§ **SOURCE PASSAGE**:
From: Oza Pawandeep <poza@codeaurora.org>
To: Bjorn Helgaas <bhelgaas@google.com>,
Philippe Ombredanne <pombredanne@nexb.com>,
Thomas Gleixner <tglx@linutronix.de>,
Greg Kroah-Hartman <gregkh@linuxfoundation.org>,
Kate Stewart <kstewart@linuxfoundation.org>,
linux-pci@vger.kernel.org, linux-kernel@vger.kernel.org,
Dongdong Liu <liudongdong3@huawei.com>,
Keith Busch <keith.busch@intel.com>, Wei Zhang <wzhang@fb.com>,
Sinan Kaya <okaya@codeaurora.org>,
Timur Tabi <timur@codeaurora.org>
Cc: Oza Pawandeep <poza@codeaurora.org>
Subject: [PATCH v14 8/9] PCI/AER/DPC: Align FATAL error handling for AER and DPC
Date: Mon, 23 Apr 2018 11:23:12 -0400 [thread overview]
Message-ID: <1524496993-29799-9-git-send-email-poza@codeaurora.org> (raw)
In-Reply-To: <1524496993-29799-1-git-send-email-poza@codeaurora.org>
If there is a DPC support in the switch then ERR_FATAL and ERR_NONFATAL
should be handled in a same way with respect to DPC.
This patch alters the behavior of handling of ERR_FATAL, where removal
of devices is initiated, followed by reset link, followed by
re-enumeration, and it is applicable to both AER and DPC, so that we have
unified error handling from error agents (SW) point of view.

§ **Records pointing at named objects**:
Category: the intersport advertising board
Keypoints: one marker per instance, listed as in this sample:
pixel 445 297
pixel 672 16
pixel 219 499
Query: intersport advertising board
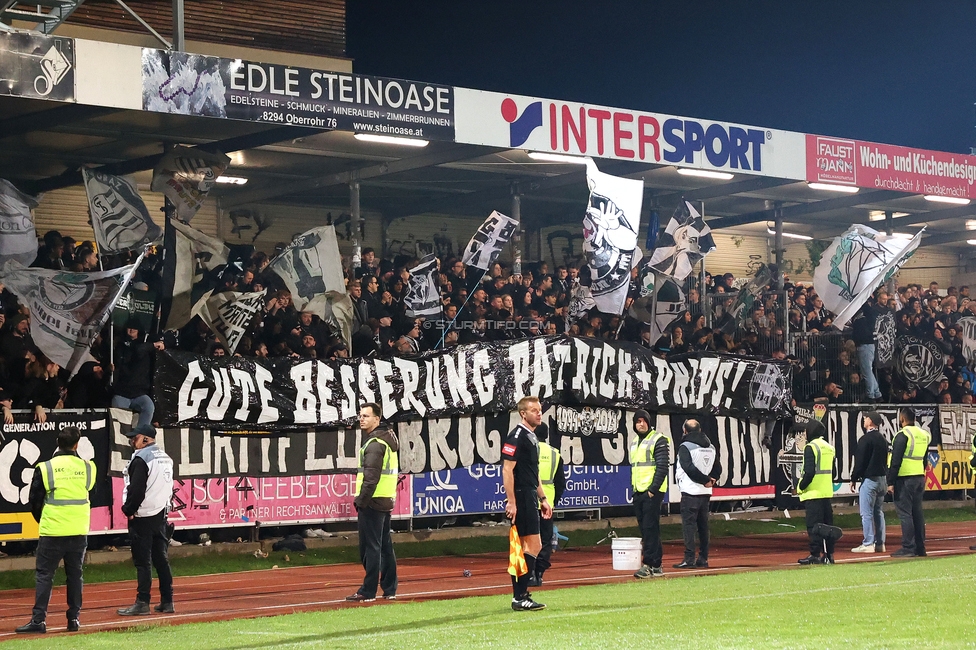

§ **AIM A**:
Answer these questions using the PCI error-handling patch email:
(i) What version number does the patch carry, and what is its position in the series?
(ii) On what date was the patch sent?
(iii) According to the patch email, what two steps follow the removal of devices when ERR_FATAL is handled?
§ **AIM B**:
Continue the PCI error-handling patch email after its last sentence.

§ **REPLY A**:
(i) Version 14; it is patch 8 of 9.
(ii) Mon, 23 Apr 2018.
(iii) Reset link, followed by re-enumeration.

§ **REPLY B**:
Signed-off-by: Oza Pawandeep <poza@codeaurora.org>
diff --git a/drivers/pci/pcie/aer/aerdrv.c b/drivers/pci/pcie/aer/aerdrv.c
index da8331f..b2eaa3f 100644
--- a/drivers/pci/pcie/aer/aerdrv.c
+++ b/drivers/pci/pcie/aer/aerdrv.c
@@ -334,6 +334,8 @@ static pci_ers_result_t aer_root_reset(struct pci_dev *dev)
reg32 |= ROOT_PORT_INTR_ON_MESG_MASK;
pci_write_config_dword(dev, pos + PCI_ERR_ROOT_COMMAND, reg32);
+ aer_error_resume(dev);
+
return PCI_ERS_RESULT_RECOVERED;
}
diff --git a/drivers/pci/pcie/err.c b/drivers/pci/pcie/err.c
index d02e029..99d52a0 100644
--- a/drivers/pci/pcie/err.c
+++ b/drivers/pci/pcie/err.c
@@ -273,6 +273,44 @@ static pci_ers_result_t broadcast_error_message(struct pci_dev *dev,
return result_data.result;
}
+pci_ers_result_t pcie_do_fatal_recovery(struct pci_dev *dev, int severity)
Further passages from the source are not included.